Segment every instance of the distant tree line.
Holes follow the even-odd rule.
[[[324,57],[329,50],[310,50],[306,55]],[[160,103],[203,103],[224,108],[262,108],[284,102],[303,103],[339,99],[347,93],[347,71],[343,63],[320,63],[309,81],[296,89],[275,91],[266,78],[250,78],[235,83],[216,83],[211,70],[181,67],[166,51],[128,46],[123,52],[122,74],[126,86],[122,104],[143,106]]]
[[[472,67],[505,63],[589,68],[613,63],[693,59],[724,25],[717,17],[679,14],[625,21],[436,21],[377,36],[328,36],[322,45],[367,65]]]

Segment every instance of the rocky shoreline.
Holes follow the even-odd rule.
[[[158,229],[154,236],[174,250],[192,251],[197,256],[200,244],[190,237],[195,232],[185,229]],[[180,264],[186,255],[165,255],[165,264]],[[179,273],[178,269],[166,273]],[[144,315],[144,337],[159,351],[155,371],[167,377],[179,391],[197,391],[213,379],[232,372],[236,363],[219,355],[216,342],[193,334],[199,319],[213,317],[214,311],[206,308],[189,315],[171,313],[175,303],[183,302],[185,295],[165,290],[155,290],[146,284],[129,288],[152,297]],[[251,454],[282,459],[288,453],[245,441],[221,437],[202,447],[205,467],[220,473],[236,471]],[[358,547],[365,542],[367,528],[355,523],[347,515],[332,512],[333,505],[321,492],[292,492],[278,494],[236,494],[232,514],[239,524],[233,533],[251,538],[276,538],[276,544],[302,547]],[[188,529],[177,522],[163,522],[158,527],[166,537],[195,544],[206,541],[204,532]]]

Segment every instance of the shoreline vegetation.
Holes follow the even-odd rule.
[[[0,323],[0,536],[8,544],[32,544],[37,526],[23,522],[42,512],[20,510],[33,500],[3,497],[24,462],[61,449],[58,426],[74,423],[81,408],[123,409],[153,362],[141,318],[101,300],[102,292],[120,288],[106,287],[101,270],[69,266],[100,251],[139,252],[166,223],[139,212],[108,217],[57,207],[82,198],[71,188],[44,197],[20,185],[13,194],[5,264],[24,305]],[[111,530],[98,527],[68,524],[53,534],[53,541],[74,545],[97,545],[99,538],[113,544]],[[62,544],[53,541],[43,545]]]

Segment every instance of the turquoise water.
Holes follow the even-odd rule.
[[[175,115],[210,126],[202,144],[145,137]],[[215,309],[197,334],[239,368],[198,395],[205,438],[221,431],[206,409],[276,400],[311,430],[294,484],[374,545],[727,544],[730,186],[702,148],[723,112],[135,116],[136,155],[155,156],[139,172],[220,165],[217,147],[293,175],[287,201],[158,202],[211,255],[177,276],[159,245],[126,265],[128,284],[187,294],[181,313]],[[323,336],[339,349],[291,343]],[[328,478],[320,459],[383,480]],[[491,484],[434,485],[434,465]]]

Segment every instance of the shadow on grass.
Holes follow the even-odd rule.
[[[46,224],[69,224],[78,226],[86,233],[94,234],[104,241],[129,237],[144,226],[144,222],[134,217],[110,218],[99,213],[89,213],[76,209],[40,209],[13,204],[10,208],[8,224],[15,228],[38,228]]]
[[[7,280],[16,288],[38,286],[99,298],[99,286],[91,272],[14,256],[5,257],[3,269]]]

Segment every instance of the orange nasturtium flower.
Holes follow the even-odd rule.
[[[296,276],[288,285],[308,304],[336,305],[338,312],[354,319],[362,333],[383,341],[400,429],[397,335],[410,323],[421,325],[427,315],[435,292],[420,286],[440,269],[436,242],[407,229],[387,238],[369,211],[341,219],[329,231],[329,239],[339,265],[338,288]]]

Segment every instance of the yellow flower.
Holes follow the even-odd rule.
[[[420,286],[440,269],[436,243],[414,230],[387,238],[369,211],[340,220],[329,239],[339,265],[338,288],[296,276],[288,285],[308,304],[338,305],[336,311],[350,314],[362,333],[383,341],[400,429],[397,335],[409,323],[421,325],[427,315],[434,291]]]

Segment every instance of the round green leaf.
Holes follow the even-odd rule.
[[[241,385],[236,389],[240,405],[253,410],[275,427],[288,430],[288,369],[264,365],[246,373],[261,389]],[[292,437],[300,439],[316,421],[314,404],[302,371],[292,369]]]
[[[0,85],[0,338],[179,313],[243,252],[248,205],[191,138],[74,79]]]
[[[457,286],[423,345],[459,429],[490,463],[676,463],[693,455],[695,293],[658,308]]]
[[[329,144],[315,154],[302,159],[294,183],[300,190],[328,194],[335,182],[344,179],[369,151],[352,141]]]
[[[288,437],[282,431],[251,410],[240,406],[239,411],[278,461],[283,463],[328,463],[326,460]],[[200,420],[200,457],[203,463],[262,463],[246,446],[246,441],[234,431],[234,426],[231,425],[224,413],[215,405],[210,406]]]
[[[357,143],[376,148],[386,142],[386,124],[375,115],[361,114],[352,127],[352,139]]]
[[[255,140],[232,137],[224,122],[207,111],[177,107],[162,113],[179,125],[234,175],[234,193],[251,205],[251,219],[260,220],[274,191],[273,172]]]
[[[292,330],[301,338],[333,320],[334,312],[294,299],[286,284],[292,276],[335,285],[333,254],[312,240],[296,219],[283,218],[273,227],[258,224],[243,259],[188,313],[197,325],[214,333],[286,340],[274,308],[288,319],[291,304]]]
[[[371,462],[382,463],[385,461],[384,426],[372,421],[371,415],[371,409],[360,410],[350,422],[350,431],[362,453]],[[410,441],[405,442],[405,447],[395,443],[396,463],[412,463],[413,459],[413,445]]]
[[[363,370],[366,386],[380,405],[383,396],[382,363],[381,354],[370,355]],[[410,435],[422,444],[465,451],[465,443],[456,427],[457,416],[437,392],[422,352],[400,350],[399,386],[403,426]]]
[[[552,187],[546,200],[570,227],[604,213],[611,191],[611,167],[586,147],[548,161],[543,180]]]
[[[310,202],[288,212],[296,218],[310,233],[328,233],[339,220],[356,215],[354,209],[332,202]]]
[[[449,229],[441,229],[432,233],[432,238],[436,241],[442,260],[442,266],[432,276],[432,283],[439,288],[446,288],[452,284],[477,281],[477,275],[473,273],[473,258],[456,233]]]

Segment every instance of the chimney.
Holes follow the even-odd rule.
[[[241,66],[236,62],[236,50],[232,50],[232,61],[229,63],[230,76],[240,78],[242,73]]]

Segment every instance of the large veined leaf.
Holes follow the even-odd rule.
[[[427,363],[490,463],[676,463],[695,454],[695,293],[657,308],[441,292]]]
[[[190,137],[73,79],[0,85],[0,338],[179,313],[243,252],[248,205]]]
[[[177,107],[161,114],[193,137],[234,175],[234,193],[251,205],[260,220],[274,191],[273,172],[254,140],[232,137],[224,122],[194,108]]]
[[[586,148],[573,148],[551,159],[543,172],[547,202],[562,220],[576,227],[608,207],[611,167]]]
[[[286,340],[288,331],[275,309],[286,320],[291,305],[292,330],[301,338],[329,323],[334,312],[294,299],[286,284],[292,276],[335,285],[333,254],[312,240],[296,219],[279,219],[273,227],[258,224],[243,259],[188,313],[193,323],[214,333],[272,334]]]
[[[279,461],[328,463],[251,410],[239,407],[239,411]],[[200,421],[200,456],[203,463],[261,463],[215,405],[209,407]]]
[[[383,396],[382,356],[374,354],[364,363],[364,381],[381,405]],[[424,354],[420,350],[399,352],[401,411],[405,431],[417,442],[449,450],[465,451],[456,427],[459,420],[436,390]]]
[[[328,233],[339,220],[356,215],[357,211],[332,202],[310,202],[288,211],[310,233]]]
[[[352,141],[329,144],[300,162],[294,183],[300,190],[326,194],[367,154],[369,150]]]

--

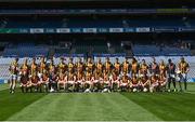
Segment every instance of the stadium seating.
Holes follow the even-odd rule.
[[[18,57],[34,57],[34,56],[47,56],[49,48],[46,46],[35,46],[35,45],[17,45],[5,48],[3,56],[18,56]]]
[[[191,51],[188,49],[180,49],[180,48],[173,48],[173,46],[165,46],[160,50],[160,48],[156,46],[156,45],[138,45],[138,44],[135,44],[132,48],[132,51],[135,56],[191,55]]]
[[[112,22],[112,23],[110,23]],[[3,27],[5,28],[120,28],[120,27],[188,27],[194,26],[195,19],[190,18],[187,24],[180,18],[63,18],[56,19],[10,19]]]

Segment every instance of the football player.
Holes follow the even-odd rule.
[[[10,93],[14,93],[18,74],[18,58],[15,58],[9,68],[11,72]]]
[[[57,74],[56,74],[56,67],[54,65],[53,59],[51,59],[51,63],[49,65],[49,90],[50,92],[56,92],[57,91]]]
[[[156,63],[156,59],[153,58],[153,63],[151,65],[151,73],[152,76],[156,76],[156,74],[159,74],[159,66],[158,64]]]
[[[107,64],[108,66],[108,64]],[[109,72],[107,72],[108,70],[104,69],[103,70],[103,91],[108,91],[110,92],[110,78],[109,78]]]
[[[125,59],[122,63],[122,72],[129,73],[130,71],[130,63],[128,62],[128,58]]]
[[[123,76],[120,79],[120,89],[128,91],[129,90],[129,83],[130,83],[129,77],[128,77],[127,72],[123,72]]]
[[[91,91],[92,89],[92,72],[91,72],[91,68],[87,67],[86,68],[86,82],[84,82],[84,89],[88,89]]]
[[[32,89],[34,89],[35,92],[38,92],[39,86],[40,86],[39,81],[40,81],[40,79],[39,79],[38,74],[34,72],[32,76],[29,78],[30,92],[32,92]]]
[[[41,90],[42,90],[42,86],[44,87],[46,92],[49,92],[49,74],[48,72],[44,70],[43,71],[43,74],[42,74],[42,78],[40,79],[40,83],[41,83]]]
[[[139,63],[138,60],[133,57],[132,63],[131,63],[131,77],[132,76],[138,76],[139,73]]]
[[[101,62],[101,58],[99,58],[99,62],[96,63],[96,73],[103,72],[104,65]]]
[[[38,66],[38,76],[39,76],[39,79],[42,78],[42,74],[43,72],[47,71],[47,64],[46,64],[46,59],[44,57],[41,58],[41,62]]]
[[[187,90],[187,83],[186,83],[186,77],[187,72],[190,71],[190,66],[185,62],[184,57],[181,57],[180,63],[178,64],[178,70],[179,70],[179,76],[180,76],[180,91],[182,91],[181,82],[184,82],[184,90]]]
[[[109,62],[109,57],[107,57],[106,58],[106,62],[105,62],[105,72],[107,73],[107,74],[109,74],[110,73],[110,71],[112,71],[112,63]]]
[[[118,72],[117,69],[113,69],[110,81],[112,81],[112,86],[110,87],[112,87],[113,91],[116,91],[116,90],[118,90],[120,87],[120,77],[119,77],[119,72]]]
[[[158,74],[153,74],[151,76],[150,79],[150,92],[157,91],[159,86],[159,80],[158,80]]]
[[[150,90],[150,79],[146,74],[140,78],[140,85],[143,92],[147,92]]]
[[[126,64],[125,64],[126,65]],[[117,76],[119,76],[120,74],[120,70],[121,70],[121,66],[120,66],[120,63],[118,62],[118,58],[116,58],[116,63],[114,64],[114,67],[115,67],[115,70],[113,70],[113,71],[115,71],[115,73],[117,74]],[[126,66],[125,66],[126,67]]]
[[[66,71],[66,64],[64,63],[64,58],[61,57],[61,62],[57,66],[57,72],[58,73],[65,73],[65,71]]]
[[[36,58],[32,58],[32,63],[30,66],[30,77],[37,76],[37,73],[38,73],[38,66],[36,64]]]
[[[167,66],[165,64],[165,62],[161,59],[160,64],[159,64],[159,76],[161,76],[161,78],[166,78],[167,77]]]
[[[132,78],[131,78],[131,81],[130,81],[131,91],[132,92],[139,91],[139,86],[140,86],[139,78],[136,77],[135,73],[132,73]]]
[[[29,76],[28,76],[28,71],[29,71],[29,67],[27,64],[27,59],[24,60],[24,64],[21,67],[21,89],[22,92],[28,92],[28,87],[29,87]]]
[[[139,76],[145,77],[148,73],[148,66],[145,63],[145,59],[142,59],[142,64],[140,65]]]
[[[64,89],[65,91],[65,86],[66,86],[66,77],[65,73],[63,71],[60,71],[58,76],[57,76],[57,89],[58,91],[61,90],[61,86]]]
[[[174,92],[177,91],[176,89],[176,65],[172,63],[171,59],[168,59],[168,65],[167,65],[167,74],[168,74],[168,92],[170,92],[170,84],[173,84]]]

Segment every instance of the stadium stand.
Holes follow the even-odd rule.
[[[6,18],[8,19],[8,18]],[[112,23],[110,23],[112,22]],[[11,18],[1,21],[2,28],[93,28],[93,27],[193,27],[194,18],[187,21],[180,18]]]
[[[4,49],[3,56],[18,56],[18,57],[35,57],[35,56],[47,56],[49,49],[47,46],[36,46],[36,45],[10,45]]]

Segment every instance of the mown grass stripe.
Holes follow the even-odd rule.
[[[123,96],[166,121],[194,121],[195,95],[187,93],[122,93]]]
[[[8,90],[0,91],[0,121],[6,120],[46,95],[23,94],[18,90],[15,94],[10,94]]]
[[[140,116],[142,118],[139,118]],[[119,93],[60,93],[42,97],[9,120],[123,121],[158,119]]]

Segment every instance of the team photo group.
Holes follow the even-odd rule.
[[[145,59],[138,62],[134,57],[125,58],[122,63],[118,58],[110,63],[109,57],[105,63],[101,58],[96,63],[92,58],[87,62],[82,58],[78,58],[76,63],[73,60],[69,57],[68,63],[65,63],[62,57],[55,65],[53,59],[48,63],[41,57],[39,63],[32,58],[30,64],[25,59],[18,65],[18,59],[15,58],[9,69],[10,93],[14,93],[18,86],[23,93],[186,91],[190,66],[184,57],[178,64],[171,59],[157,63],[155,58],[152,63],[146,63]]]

--

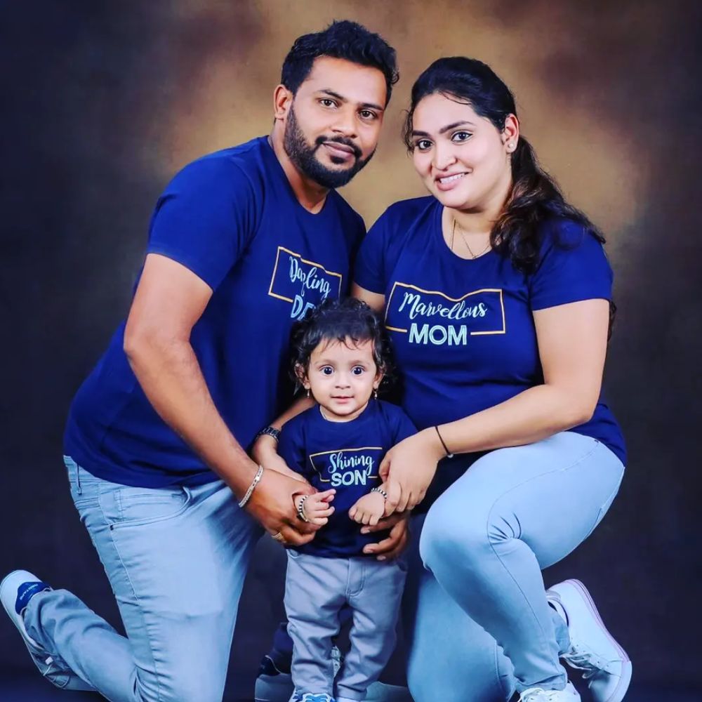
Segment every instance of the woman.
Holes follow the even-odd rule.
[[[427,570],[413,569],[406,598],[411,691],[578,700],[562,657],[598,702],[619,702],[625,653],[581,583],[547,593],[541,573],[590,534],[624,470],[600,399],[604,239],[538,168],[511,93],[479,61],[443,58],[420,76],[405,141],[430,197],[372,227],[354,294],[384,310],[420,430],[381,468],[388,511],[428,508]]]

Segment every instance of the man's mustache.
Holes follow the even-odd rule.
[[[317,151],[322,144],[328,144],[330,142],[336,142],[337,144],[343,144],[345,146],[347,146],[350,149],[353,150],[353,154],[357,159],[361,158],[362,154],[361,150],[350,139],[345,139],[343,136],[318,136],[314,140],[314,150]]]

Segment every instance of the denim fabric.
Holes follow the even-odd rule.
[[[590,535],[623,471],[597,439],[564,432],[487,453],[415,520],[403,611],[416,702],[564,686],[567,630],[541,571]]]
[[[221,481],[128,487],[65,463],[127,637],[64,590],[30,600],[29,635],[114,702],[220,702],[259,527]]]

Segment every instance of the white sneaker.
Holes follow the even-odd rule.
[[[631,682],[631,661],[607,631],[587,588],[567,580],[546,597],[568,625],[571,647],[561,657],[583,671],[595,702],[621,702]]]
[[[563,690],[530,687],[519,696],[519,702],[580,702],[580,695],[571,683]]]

Required task =
Collect every line of the data that contains the word "flower", treating uppercase and lowercase as distinct.

Task result =
Segment every instance of the orange nasturtium flower.
Segment every instance of the yellow flower.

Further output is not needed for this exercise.